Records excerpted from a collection

-------------------------

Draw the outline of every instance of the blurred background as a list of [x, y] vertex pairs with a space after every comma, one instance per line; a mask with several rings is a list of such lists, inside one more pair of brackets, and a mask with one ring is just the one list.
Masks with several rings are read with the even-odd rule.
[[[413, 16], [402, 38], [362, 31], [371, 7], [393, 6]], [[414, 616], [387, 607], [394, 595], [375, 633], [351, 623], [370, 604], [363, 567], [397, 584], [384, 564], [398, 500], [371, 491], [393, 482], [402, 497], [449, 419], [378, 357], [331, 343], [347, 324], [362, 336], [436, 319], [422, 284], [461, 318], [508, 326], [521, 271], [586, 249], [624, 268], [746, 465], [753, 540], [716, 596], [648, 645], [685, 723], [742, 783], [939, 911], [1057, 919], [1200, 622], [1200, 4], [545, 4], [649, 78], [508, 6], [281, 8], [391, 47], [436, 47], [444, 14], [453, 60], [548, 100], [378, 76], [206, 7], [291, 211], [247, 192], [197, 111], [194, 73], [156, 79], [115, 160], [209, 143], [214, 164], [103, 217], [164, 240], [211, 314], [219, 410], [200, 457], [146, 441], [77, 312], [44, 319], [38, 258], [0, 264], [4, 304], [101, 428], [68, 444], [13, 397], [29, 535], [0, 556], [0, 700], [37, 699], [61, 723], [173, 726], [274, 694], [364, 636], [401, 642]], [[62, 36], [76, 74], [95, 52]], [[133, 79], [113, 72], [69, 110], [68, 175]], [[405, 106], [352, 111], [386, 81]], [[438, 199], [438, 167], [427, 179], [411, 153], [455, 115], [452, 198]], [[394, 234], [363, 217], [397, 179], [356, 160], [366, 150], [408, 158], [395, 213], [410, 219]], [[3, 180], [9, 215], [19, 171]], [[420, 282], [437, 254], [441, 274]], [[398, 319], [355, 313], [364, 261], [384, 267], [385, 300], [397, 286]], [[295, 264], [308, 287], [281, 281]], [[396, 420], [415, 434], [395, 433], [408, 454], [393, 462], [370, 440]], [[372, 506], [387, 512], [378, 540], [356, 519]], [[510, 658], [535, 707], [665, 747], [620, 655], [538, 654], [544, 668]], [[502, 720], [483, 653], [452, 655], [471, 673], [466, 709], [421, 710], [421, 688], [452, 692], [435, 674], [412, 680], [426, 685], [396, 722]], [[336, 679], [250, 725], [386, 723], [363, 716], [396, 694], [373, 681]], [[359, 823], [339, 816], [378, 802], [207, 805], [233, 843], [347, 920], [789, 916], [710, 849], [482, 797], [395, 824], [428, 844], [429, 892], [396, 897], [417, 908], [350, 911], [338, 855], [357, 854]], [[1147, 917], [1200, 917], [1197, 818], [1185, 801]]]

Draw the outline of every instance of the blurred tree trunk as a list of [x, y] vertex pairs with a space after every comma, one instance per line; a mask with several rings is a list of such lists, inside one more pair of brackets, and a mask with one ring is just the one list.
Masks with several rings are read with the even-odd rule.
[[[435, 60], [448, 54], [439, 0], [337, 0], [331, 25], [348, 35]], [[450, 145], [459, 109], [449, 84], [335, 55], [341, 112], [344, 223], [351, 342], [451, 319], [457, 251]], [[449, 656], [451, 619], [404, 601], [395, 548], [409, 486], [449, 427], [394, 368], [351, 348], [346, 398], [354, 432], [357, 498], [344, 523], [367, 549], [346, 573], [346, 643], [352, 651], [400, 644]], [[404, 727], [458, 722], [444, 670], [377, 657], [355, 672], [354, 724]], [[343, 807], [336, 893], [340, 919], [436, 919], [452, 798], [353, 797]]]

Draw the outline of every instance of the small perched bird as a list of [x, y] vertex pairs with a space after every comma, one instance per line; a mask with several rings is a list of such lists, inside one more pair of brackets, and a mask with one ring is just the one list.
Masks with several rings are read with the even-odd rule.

-------------------------

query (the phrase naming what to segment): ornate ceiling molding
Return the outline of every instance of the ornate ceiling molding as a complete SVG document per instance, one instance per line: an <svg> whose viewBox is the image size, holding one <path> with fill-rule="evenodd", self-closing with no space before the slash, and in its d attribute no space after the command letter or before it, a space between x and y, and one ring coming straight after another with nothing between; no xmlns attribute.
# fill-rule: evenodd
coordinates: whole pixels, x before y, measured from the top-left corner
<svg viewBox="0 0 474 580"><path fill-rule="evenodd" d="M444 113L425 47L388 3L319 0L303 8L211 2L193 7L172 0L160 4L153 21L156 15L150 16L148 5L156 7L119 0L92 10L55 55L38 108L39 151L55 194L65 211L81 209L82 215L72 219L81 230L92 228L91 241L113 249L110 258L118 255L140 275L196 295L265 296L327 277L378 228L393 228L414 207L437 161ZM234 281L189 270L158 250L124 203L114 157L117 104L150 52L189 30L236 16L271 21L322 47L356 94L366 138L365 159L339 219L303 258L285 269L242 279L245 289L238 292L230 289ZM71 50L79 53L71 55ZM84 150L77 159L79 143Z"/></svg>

-------------------------

Write out every line in the data that holds the string "list".

Draw the outline of every instance of the blurred background as a list of [x, y] vertex pairs with a space after every comma, one instance per line; a mask with several rings is a list of such lists, inside one more pair of brackets, and a mask with one ring is just the one list.
Draw the outline of every instance of the blurred tree trunk as a list of [x, y] vertex pairs with a space after every comma, one instance per line; a mask with several rings is a list of such lists, inside one more pair of brackets, and a mask with one ring is just the one list.
Draw the outline of every instance of the small perched bird as a list of [x, y] vertex pairs with a space after every comma, one instance per line; a mask with several rings is a list of such lists, inside one more pair of brackets, and a mask with one ring is just the one list.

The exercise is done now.